**WORK INSTRUCTIONS**
Convert the records below into a Markdown table with the columns Row and Text, giving each non-blank line its own numbered row.

--- RECORDS FOR THIS EXERCISE ---

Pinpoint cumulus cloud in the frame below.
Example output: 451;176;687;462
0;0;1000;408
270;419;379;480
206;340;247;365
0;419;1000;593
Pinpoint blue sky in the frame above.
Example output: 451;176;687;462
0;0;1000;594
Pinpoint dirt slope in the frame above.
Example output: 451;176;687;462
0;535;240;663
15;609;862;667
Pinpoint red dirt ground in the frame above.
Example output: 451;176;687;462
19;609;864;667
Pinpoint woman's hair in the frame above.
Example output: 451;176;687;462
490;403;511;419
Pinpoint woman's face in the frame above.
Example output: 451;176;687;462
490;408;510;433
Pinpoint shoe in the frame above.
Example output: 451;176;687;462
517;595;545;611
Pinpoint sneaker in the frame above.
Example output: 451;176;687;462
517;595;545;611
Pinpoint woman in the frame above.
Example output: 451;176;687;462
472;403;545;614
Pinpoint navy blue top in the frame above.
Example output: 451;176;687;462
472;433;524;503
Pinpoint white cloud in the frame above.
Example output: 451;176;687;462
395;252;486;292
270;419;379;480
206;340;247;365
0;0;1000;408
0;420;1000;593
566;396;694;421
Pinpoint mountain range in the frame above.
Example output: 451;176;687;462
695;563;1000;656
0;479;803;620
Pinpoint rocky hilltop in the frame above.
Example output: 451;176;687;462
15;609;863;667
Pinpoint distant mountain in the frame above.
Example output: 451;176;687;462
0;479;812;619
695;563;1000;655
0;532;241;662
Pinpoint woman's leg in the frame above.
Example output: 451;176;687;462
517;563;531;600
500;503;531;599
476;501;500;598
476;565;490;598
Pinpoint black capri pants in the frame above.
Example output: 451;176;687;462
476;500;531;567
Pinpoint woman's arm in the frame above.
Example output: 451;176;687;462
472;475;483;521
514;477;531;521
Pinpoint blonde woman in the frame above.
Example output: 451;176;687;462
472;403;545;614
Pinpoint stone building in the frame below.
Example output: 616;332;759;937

---

**ANSWER TO THE TASK**
| Row | Text |
|---|---|
| 1 | Pinpoint cumulus cloud in the frame below. |
| 2 | Example output: 451;176;687;462 |
| 3 | 0;0;1000;408 |
| 4 | 270;419;379;480 |
| 5 | 206;340;247;365 |
| 6 | 0;419;1000;593 |
| 7 | Pinpoint blue sky in the frame above. |
| 8 | Example output: 451;176;687;462 |
| 9 | 0;0;1000;594 |
| 10 | Pinpoint dirt slope in the frame above. |
| 11 | Example output: 451;176;687;462 |
| 12 | 0;535;240;663 |
| 13 | 15;609;862;667 |
| 14 | Pinpoint red dirt ground in the frame above. |
| 15 | Example output: 451;176;687;462 |
| 16 | 19;609;864;667 |
| 17 | Pinpoint woman's hair in the frame above. |
| 18 | Example output: 451;176;687;462 |
| 19 | 490;403;511;419 |
| 20 | Pinpoint woman's face in the frame above. |
| 21 | Example output: 451;176;687;462 |
| 22 | 490;408;510;433 |
| 23 | Pinpoint shoe in the frame above. |
| 24 | Example output: 451;176;687;462 |
| 25 | 517;595;545;611 |
| 26 | Pinpoint sneaker in the frame above. |
| 27 | Example output: 451;176;687;462 |
| 28 | 517;595;545;611 |
| 29 | Pinpoint woman in the frame above. |
| 30 | Example output: 451;176;687;462 |
| 31 | 472;403;545;614 |
| 32 | Pinpoint navy blue top in the frame above. |
| 33 | Example output: 451;176;687;462 |
| 34 | 472;433;524;503 |
| 35 | Pinpoint white cloud in the frame above. |
| 36 | Example output: 451;176;687;462 |
| 37 | 395;252;486;292 |
| 38 | 270;419;379;480 |
| 39 | 206;340;247;365 |
| 40 | 0;0;1000;408 |
| 41 | 0;420;1000;593 |
| 42 | 566;396;694;421 |
| 43 | Pinpoint mountain range in the frame above. |
| 44 | Example output: 451;176;687;462 |
| 45 | 695;563;1000;656 |
| 46 | 0;479;803;620 |
| 47 | Pinpoint rocky hilltop in the frame above. |
| 48 | Example output: 451;176;687;462 |
| 49 | 15;609;863;667 |
| 50 | Pinpoint distant mountain in the frame above. |
| 51 | Example output: 451;176;687;462 |
| 52 | 0;479;812;619 |
| 53 | 695;563;1000;655 |
| 54 | 0;532;241;662 |
| 55 | Pinpoint woman's leg in the frame above. |
| 56 | Example output: 451;176;687;462 |
| 57 | 517;563;531;600 |
| 58 | 500;503;531;599 |
| 59 | 476;501;500;598 |
| 60 | 476;565;490;598 |
| 61 | Pinpoint black capri pants in the frame above. |
| 62 | Example output: 451;176;687;462 |
| 63 | 476;500;531;567 |
| 64 | Pinpoint woman's arm in the frame above. |
| 65 | Example output: 451;176;687;462 |
| 66 | 472;475;483;521 |
| 67 | 514;477;531;521 |
| 68 | Pinpoint blonde woman in the frame above. |
| 69 | Example output: 451;176;687;462 |
| 70 | 472;403;545;614 |
| 71 | Pinpoint stone building in the frame below. |
| 72 | Example output: 616;332;759;937 |